Consegne dell'esercizio:
• a. Rispondi alle seguenti domande sul resoconto della presentazione di Ritratto notturno:
(i) In quale città si è svolta la prima presentazione di Ritratto notturno?
(ii) Con quale aggettivo Maraini ha definito lo stile di Lecca?
(iii) Qual è il titolo del primo libro di Lecca?
• b. Prosegui il resoconto della presentazione di Ritratto notturno oltre l'ultima frase riportata.

Estratto della pagina:
↓↓↓
Un incontro piacevole e poliedrico, condito dai commenti ironici e autoironici dello stesso Lecca, che ha potuto godere di una messa in atto delle proprie parole attraverso le calde voci di due attori particolarmente coinvolti nell’iniziativa: Raffaella Azim e Giuseppe Moretti. La prima presentazione di Ritratto notturno è avvenuta a Cagliari, e come dice l’autore, i presenti erano quasi tutti amici, conoscenti, persone vicine per ragioni “fisiche” a Lecca. A Roma invece, la platea di lunedì era composta quasi esclusivamente da intellettuali giunti a Bibli appositamente per conoscere il giovane scrittore: tra gli altri Piera Mattei e il regista Alessandro Colizzi con la moglie Silvia Cossu, anche lei da poco edita da Marsilio con La vergogna.

La Maraini ha introdotto il dibattito definendo lo stile di Lecca come anti-giovanilistico, e parlando del suo “tono delicato ricco di preziosismi nostalgici, attento a descrivere accuratamente la sensualità di un corpo che desidera qualcosa che accarezza col palato”. La particolarità di questo autore, secondo Maraini, starebbe dunque nel non narrare nulla attraverso uno sguardo “moderno”, un linguaggio quotidiano e “giovanile”, bensì nel farsi portavoce di una sensibilità antica, raffinata, “preziosa".


Nel corso di quest’incontro si è parlato anche della musica, musa ispiratrice di Lecca, che, presente come tematica dominante (la Maraini l’ha definita la “vera protagonista”) nel primo libro del giovane autore, Concerti senza orchestra, diviene ora evento catalizzatore in Ritratto Notturno, una sorta di fautrice di incontri imprevisti. E l’autrice ci ha narrato come sia difficile parlare di musica, ricordando come lo stesso Proust facesse ricorso a continue metafore come unico mezzo per descrivere questa ineffabile forma d’arte.
↑↑↑
(Record di puntamento)
↓↓↓
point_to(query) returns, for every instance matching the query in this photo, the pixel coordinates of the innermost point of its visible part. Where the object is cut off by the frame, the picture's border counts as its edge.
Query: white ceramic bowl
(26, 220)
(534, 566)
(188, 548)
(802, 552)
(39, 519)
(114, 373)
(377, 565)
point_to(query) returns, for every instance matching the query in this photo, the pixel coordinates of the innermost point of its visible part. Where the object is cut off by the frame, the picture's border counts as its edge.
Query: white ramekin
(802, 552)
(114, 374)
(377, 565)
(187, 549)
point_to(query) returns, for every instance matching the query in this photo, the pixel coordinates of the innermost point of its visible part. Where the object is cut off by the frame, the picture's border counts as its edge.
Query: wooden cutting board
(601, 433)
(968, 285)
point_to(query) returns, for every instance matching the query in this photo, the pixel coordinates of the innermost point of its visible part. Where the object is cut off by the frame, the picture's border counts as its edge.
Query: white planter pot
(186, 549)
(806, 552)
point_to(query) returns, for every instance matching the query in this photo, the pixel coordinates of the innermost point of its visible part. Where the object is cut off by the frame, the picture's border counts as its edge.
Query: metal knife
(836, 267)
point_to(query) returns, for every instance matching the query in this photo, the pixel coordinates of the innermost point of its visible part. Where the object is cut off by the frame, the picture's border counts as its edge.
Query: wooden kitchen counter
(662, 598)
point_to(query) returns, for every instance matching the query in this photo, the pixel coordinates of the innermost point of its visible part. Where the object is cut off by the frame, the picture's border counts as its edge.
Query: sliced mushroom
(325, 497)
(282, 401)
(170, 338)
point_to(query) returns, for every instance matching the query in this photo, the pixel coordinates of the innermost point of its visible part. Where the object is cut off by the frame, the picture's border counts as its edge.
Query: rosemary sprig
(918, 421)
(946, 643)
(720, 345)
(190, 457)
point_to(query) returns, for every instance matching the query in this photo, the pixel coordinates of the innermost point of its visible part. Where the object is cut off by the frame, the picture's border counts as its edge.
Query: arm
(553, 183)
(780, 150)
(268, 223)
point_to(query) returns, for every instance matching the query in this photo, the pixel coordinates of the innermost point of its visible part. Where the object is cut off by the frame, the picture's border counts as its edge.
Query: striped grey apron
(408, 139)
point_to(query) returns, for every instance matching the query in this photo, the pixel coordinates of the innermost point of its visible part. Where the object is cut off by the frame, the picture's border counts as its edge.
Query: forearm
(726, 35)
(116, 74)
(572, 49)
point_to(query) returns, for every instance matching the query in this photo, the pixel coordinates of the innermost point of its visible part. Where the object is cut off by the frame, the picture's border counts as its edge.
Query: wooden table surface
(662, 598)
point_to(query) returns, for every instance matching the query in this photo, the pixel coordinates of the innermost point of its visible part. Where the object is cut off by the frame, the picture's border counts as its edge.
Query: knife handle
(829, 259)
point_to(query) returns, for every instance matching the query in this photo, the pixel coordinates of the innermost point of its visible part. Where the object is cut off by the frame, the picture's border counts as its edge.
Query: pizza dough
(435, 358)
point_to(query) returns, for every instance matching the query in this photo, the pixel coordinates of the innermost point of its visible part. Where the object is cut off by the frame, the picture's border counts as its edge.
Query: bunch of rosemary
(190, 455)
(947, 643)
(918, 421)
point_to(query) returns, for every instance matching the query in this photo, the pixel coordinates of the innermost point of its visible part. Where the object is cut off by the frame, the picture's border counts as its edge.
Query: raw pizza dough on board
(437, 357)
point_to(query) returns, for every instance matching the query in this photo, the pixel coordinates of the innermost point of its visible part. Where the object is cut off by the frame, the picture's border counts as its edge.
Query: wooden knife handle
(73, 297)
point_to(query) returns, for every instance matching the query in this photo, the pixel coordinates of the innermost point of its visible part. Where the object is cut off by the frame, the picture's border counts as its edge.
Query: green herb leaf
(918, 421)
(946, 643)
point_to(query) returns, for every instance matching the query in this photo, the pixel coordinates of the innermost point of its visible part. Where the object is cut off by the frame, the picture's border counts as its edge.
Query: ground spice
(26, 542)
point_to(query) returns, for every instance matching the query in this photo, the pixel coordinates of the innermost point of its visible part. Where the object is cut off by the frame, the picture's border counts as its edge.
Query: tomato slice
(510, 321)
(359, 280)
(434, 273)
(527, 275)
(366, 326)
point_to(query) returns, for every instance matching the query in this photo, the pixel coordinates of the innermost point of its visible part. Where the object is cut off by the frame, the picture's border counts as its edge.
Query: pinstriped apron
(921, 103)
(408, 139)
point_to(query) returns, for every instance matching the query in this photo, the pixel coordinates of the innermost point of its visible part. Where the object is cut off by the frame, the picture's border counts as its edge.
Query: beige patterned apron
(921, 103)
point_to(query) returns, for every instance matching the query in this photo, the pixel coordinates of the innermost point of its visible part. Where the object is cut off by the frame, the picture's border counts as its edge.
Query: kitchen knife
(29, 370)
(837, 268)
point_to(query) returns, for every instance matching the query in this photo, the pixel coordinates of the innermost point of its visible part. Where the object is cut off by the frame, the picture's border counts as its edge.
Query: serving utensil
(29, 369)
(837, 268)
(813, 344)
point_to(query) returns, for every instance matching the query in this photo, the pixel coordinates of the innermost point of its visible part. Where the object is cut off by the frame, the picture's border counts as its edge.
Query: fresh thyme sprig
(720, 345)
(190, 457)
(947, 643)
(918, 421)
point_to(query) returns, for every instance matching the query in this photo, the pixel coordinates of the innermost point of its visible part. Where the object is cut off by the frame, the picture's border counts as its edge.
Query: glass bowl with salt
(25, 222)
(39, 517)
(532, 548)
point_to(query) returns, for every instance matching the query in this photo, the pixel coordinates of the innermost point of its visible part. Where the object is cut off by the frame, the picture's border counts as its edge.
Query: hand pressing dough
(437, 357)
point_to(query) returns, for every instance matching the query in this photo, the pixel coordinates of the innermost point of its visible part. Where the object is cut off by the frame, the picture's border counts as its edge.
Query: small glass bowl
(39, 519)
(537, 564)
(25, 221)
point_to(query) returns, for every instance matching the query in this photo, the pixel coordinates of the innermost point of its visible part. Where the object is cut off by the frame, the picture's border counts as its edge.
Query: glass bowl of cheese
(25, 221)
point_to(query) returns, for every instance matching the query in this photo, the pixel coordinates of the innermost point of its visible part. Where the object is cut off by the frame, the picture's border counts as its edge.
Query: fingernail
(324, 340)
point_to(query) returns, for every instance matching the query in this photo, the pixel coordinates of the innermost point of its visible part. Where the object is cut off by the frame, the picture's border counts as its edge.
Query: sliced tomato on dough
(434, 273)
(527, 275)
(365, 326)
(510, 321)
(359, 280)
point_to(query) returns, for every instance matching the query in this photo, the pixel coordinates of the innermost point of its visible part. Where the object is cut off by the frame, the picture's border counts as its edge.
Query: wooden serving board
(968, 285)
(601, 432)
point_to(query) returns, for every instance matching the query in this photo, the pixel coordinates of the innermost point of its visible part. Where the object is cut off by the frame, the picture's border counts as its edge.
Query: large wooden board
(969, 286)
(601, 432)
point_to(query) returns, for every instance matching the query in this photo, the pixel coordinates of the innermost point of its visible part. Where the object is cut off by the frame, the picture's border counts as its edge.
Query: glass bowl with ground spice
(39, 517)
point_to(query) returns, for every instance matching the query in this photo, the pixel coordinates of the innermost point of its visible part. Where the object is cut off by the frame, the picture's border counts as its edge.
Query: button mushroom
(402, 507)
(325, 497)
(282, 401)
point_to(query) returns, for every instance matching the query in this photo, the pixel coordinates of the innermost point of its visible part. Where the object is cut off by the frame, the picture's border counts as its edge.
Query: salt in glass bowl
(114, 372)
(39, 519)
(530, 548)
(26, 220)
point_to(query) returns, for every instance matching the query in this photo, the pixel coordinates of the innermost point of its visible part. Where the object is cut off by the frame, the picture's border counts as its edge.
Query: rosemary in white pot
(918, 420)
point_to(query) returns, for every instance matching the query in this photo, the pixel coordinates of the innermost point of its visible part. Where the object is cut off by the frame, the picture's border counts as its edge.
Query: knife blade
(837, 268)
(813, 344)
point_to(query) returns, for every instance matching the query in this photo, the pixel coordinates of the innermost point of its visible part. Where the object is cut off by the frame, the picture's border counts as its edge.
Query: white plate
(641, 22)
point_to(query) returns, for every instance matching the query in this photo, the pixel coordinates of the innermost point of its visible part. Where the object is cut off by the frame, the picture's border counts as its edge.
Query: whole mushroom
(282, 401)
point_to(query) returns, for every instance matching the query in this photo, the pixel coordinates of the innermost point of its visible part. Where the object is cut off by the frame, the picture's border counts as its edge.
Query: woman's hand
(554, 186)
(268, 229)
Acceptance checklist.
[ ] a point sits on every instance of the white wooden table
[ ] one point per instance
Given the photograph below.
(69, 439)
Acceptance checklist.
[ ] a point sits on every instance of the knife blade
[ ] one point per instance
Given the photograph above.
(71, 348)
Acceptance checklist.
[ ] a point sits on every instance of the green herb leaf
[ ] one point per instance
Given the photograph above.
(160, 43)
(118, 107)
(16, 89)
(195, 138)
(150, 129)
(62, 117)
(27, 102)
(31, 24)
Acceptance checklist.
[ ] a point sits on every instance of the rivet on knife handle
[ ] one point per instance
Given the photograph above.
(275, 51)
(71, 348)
↑↑↑
Risposte alle consegne:
• a.
(i) Cagliari.
(ii) Anti-giovanilistico.
(iii) Concerti senza orchestra.

• b.
La musica di Ritratto Notturno è come un linguaggio cifrato, ha continuato la Maraini, che unisce i personaggi e i lettori in un segreto linguaggio sotterraneo, che finisce per diventare, per Anne-Rose, la protagonista del romanzo, un modo per “rappresentarsi”; la musica diviene uno strumento comunicativo che lascia tracce che seguiamo e dalle quali ci facciamo condurre, anche solo per il gusto del suono della parola.

Anche noi poniamo alcune domande al giovane autore.

La citazione, letteraria, musicale, o appartenente al mondo dell’arte figurativa, sembra essere la cifra del suo stile. Che valore ha per lei?

Anne-Rose ama in modo esagerato il Requiem di Britten (uno dei più noti compositori contemporanei britannici, autore nel 1962 del Wan Requiem per coro e orchestra, nda) e lo ascoltava in continuazione. Questo pezzo, unico nel suo genere per la capacità di esprimere la disperazione, doveva secondo me essere l’anello di congiunzione tra i due personaggi. Così il valore di quella citazione è per me quello di restituire emozioni che già espresse in un modo irripetibile, unico. Inoltre per me questo è un modo di manifestare il profondo rispetto che nutro per gli autori del passato e per le loro opere.

Il tema del genio, sembra anch’esso esserle molto caro. Genio come “colui che riesce a far intravedere il sublime”, e che serpeggia in entrambi i suoi romanzi, sia come condizione cui i personaggi anelano, sia come luogo esistenziale nel quale si muovono. Cosa significa per lei “essere genio”?

Zimmermann (filosofo di estetica austriaco, d’impostazione formalistica, antihegeliano e antivischeriano, nda), si preoccupò di demolire la concezione stantia di "genio" ereditata da Kant, cui lei fa riferimento. Quello che Zimmermann rilevava è che la qualità prima e semplice del genio è quella di notare cose che in genere agli altri sfuggono, sensibilizzando l’attenzione comune su ciò che spesso passa inosservato. Capita però che da bambini, i cosiddetti “geni” siano schiacciati dal peso della propria sensibilità, osteggiati e canzonati dagli altri.

Come ha accolto il suo improvviso successo, a soli 25 anni?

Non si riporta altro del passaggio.